→ Do this
Report every line of the items below that contains the string "photo", copying each such line in full. Matching is case-sensitive.
--- begin Given records ---
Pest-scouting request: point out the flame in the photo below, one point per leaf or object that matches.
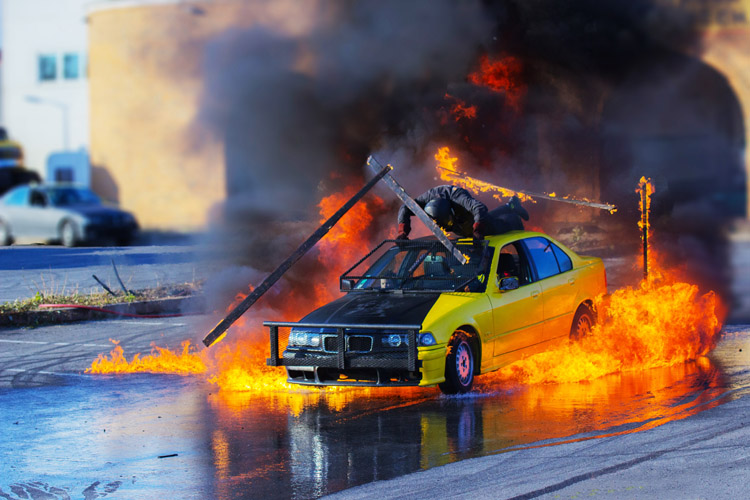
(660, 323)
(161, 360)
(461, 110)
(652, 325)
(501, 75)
--- end Given records ---
--- begin Given records ---
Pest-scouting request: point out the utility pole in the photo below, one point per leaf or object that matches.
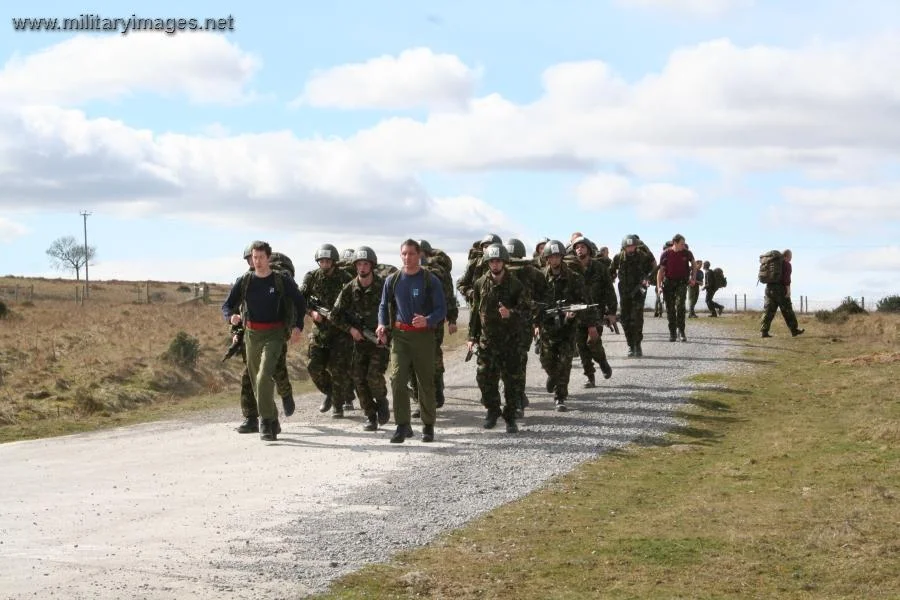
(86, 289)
--- end Given records ---
--- begin Given records ---
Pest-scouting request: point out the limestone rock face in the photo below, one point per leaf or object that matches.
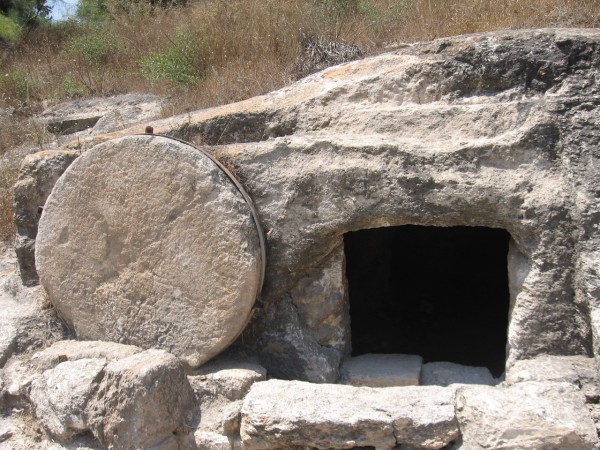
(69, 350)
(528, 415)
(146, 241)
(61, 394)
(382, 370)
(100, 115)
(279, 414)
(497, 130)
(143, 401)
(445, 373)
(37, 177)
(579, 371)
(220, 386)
--- end Given records ---
→ Completed task
Pest-scouting request: point out the flame in the photo below, one point per leaf or object that matches.
Pest-scouting request: point out the utility pole in the photo below, one point per leaf or object that matches.
Pest-scouting request: point out the limestone rock face in the photo below, one point per leaf or object that matches.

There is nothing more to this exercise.